### Set problem:
List every line of the entries below that contains the word "thin", matching case exactly.

-- Begin Supplied information --

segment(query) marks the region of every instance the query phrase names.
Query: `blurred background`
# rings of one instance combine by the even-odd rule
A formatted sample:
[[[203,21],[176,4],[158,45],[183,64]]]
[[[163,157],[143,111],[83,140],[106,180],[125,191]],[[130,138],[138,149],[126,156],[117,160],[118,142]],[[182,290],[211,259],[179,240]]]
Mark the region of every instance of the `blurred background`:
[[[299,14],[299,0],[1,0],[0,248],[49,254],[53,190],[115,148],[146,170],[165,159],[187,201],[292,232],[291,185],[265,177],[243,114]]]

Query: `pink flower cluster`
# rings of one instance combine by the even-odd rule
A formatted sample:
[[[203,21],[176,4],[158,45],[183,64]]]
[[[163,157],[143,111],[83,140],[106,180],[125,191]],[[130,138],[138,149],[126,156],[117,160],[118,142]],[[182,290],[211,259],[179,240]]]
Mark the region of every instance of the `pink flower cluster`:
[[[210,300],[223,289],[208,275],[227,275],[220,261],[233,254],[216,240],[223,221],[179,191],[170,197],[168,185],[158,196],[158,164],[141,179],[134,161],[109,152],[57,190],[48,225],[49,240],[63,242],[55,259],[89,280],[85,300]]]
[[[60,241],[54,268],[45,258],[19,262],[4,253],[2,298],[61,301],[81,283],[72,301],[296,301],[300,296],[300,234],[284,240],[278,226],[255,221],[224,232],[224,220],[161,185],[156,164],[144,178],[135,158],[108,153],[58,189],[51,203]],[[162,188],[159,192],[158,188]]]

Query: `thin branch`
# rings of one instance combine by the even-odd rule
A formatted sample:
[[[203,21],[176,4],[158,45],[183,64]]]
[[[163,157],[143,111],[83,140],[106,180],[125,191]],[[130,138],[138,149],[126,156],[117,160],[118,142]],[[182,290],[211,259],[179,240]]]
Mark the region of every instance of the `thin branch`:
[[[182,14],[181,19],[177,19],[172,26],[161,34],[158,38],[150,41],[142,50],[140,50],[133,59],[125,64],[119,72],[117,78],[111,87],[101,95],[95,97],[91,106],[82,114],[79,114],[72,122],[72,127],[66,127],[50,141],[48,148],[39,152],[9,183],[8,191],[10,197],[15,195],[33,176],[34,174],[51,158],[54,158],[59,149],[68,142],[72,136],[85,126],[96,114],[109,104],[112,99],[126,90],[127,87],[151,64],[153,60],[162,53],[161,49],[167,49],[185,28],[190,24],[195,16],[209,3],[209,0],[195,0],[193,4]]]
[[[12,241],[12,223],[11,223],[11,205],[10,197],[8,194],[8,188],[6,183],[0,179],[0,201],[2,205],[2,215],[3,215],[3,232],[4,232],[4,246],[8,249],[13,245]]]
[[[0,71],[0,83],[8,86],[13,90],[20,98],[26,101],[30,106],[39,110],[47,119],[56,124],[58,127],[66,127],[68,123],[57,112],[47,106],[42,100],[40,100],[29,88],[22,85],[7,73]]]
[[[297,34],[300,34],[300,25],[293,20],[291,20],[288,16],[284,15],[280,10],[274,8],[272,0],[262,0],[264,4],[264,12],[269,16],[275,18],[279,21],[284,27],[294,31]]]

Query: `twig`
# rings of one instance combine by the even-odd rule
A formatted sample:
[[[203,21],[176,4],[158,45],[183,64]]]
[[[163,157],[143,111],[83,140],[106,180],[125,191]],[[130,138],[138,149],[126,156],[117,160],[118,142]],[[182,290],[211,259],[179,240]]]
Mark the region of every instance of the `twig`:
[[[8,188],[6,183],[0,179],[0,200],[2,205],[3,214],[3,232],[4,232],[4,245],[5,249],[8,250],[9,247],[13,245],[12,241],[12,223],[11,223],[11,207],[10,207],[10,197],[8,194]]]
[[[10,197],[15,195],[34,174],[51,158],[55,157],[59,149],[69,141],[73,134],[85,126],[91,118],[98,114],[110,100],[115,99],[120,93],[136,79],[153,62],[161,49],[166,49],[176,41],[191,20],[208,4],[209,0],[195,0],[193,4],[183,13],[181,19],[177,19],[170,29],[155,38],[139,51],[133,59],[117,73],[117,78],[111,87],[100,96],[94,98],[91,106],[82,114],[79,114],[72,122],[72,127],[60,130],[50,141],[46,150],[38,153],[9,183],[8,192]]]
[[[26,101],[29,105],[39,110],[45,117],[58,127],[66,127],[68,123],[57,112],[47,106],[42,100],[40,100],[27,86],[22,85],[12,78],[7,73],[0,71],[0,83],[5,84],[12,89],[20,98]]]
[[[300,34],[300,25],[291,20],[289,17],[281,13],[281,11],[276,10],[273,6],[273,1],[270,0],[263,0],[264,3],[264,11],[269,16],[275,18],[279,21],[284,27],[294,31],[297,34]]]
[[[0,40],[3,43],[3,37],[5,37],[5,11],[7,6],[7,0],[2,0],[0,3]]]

-- End Supplied information --

### Expected answer:
Query: `thin branch`
Mark the region of every instance of the `thin branch`:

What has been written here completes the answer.